• **Passage to read**

Question

The $K_a$ of a weak monobasic is $1\times {10}^{-5}.$ The percentage of ionsation in a decimolar acid solution is :

• A. 0.1
• B. 10
• C. 0.01
• D. 1

Answer 1

The correct option is D 1

Weak monobasic acid ionises in water to give $H_3{O}^{+}$ ion according to equation,
$HA+H_{2}O\leftrightharpoons H_3{O}^{+}A$
Let $\alpha$ be the degree of ionisation then the concentration of various species at equilibrium.

• **Entries provided**
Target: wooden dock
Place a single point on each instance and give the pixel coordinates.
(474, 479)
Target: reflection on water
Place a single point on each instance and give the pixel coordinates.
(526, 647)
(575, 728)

• **Directives**
1 – In the weak acid problem, which option is given as correct?
2 – Render this sentence from the weak acid problem in Spanish: "The correct option is D 1".
3 – Pick up the weak acid problem right after its last sentence and carry the solution on from there.

• **Answers given**
1 – Option D, 1

2 – La opción correcta es la D, 1.

3 –
$HA+H_{2}O\leftrightharpoons H_3{O}^{+}+A$
$\begin{array}{cccc}Initialconcentration& 0.1& 0& 0\\ Conc.atequilibrium& 0.1(1-\alpha )& 0.1\alpha & 0.1\alpha \end{array}$
[ $\therefore \alpha$ is very small and negligible as compared to 1.]
Now, $K_a=\frac{0.1\alpha \times 0.1\alpha }{1}$
or $K_a=0.1{\alpha }^2$
But $K_a=1\times {10}^{-5},$ (given)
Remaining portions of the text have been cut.